Task inputs:
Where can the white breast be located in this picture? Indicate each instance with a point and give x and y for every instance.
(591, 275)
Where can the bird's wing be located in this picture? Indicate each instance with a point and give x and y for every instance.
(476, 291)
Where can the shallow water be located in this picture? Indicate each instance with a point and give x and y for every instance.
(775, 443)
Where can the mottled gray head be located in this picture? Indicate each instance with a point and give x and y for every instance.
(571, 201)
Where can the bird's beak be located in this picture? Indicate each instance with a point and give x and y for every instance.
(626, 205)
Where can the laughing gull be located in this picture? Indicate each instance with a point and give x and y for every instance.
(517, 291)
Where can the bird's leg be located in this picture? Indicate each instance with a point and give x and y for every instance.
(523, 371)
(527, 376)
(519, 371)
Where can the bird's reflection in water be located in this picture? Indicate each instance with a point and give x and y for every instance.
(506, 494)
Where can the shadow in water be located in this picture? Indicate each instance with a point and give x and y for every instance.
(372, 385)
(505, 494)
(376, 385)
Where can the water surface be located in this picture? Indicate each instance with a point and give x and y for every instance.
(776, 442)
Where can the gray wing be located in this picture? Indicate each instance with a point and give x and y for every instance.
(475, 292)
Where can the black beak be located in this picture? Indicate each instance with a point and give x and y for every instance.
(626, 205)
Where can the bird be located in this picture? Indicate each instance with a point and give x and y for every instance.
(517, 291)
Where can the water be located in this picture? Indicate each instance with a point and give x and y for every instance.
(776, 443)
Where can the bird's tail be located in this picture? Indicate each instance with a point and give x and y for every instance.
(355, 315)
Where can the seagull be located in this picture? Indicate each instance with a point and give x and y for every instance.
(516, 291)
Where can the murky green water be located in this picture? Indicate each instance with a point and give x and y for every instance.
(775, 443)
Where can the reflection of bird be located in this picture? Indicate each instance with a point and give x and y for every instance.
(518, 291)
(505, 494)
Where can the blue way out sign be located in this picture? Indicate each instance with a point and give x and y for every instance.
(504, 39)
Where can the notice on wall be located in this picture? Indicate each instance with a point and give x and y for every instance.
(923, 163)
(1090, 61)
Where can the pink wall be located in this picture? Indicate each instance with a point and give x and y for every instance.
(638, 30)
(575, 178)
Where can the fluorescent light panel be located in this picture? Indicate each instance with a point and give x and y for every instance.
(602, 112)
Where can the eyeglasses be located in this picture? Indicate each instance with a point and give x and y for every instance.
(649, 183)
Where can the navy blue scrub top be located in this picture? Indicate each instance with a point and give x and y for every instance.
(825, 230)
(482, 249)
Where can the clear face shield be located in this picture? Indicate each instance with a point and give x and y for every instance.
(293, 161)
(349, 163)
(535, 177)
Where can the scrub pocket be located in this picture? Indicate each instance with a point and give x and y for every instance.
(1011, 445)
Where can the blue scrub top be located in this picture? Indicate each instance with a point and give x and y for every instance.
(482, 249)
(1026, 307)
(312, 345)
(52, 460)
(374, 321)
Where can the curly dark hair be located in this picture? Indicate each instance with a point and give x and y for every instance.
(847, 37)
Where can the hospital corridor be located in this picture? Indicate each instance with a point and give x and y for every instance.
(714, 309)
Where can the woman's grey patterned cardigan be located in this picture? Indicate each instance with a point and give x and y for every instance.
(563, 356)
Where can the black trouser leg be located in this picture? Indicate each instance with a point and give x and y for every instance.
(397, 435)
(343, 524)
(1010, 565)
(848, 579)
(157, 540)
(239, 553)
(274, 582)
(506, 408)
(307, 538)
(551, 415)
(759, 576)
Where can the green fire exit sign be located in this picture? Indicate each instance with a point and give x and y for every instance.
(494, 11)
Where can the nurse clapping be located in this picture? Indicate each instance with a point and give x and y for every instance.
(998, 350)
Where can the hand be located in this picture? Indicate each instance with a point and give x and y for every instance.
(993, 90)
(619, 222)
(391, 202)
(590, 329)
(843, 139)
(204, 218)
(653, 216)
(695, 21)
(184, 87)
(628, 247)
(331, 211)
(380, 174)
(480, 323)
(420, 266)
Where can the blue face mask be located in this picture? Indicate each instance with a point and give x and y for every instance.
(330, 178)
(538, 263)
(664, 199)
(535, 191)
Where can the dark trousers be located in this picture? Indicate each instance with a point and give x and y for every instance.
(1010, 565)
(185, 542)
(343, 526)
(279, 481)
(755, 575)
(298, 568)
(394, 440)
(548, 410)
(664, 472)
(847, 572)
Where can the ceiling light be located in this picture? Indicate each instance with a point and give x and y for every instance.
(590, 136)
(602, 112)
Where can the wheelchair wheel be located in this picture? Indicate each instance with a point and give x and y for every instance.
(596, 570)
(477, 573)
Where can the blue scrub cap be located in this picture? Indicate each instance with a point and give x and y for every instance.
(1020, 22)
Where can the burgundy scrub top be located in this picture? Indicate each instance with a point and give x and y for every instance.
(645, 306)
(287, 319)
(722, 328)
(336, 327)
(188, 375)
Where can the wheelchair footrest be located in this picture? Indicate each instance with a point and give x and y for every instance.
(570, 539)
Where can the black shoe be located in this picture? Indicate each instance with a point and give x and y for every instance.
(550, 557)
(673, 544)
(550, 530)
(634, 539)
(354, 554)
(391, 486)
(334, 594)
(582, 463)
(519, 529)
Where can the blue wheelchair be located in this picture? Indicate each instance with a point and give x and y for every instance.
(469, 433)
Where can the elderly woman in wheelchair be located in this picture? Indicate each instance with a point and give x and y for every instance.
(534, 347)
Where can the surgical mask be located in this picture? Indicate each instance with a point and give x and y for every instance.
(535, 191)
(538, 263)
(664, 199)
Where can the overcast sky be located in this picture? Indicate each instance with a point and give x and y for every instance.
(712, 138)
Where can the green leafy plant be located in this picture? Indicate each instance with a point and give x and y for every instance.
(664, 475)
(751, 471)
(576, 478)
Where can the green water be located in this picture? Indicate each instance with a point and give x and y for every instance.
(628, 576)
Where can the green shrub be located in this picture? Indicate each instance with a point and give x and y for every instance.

Directive: Swap "Indicate" for "Mark" everywhere in the lines above, and write all of them out again with nothing else changed.

Answer for the task:
Where can the white breast be located in this picture? Mark each instance with a point and give x and y for every instance.
(591, 275)
Where can the bird's wing be located in this picture? Mark each instance with a point and give x and y for every instance.
(476, 291)
Where can the shallow water be located in this picture? Mark each instance with a point and give x and y for every instance.
(775, 443)
Where can the mottled gray head be located in this picture? Mark each instance with a point and give x and y for every instance.
(571, 201)
Where can the bird's beak be located in this picture? Mark each instance with a point and give x and y for every instance.
(626, 205)
Where can the laughing gull be located in this picture? Mark each instance with a point and give x and y for every instance.
(517, 291)
Where can the bird's leg be located in this picture? Mark each instance with a point and give x and y for every instance.
(523, 371)
(527, 376)
(519, 371)
Where can the bird's reflection in water be located in this picture? Mark each instance with a point and give x and y for every instance.
(506, 494)
Where can the shadow in water be located in this picture? Mark each instance with a point and give x and y for every instance.
(372, 385)
(505, 494)
(376, 385)
Where can the water surface be located in this picture? Mark each instance with a point and give x and y for every instance.
(776, 442)
Where can the gray wing be located in this picture? Mark each instance with a point and give x and y for every instance.
(475, 292)
Where can the black beak be located in this picture? Mark each instance with a point and give x and y for every instance.
(626, 205)
Where can the bird be located in this picture? Mark each instance with a point and give x and y for every instance.
(517, 291)
Where can the water be located in this picture? Mark each instance with a point and give x and y for every instance.
(776, 443)
Where can the bird's tail be located in this picture? Mark each instance with a point and give x and y for every instance.
(355, 315)
Where can the seagull be located in this picture? Mark each instance with a point and give x and y for every instance.
(516, 291)
Where can the murky green water be located in this picture? Mark each instance with a point and give x and y for every instance.
(775, 443)
Where can the reflection of bird be located in this picture? Mark each instance with a point and give x and y for every instance.
(518, 291)
(505, 494)
Where can the blue way out sign be located in this picture? Mark each instance with a point and give x and y for every instance.
(504, 39)
Where can the notice on wall be located in this picture? Mark each instance with a point and give x and y for every instance.
(923, 163)
(1090, 61)
Where can the pink wall be located in this picture? Mark each instance with a point and give x and y for every instance.
(638, 30)
(575, 178)
Where can the fluorescent light panel be located in this picture? Mark each instance with a point and give x and y for every instance.
(602, 112)
Where can the eyeglasses be located in this picture? Mark each instance with a point and give x and y for every instance.
(649, 183)
Where can the navy blue scrub top be located in this picture? Mark each instance with a point and give x and y for every instance.
(825, 230)
(482, 249)
Where can the clear face shield be located in this picture? Mark each instance with a point and give x and y for every instance.
(293, 161)
(349, 163)
(535, 177)
Where can the scrub pocket be located in this picture? Mark each instance with a point and give x and y for every instance.
(1011, 445)
Where can the blue scrub top be located in this picture? Mark each instance with a point and give x and y for every instance.
(482, 249)
(1026, 307)
(312, 345)
(52, 460)
(374, 321)
Where can the curly dark hair be located in this picture? Mark each instance with a point and give x and y for every instance.
(847, 37)
Where can the hospital corridor be located in this picture? Mark each instance with a point and give x and y for every instance.
(714, 309)
Where can the woman's grey patterned cardigan be located in this picture? Mark each instance with a point and give x and y for every instance.
(563, 356)
Where can the black trouser leg be located in this picture? Mark each instance with a point and give x and y for every instance.
(397, 435)
(343, 524)
(1010, 565)
(848, 579)
(157, 540)
(239, 553)
(274, 582)
(506, 408)
(307, 538)
(551, 415)
(759, 576)
Where can the green fire exit sign be located in this picture? Mark each instance with a point and give x and y for every instance.
(494, 11)
Where can the nurse clapping be located in this picture? Mark each instance with a point and give x and y for every instance.
(998, 350)
Where can the hand be located in this picture? Mark each instance with a point and give x and y for every instance.
(993, 90)
(619, 222)
(391, 202)
(590, 329)
(843, 139)
(204, 218)
(653, 216)
(695, 21)
(184, 87)
(628, 247)
(331, 211)
(380, 174)
(480, 323)
(420, 266)
Where can the blue face mask be located in this picture? Mark each instance with a point and give x and y for every instance.
(330, 178)
(538, 263)
(664, 199)
(535, 191)
Where can the dark trousers be located in this picture? Mark each instance with a point and give x and y for every instance.
(1010, 565)
(185, 542)
(343, 526)
(279, 481)
(755, 575)
(298, 568)
(394, 440)
(548, 410)
(664, 472)
(847, 572)
Where can the ceiling light be located in this picture? Mark each instance with a point and give x and y for every instance.
(590, 136)
(602, 112)
Where can the wheelchair wheel be located in this picture? Mark each instance with a point and give x and y for every instance.
(596, 570)
(477, 573)
Where can the blue scrub cap be located in this picture? Mark each instance with a point and give x and y for every instance.
(1020, 22)
Where can the burgundy scrub top be located in this picture? Mark each instance with a point and give x and y for every instance.
(645, 306)
(287, 319)
(722, 328)
(336, 327)
(188, 375)
Where can the wheelchair footrest be located in this picture? Mark each instance with a point and give x and y for every instance.
(570, 539)
Where can the black shoe be located in this picture? Mark each instance with a point and give x and y for every instance.
(550, 557)
(673, 544)
(550, 530)
(634, 539)
(354, 554)
(391, 486)
(334, 594)
(582, 463)
(519, 529)
Where can the blue wheelchair be located in this picture? Mark each instance with a point and give x and y for every instance.
(469, 433)
Where can the elderly woman in wheelchair be located in this picture? Mark each instance with a point and give x and y for every instance.
(534, 347)
Where can the surgical mask be located in this picture? Mark each instance with a point and give x and y for every instance.
(535, 191)
(538, 263)
(664, 199)
Where can the overcast sky be located in this picture? Mark each instance with a point and give x and y for every instance.
(712, 138)
Where can the green leafy plant be located in this picture? Mark each instance with a point and give x and y for every instance.
(664, 475)
(751, 471)
(576, 478)
Where can the green water be located in this picture? Mark each instance with a point and give x and y for every instance.
(628, 576)
Where can the green shrub be located in this picture? Mark each instance with a point and give x and y for every instance.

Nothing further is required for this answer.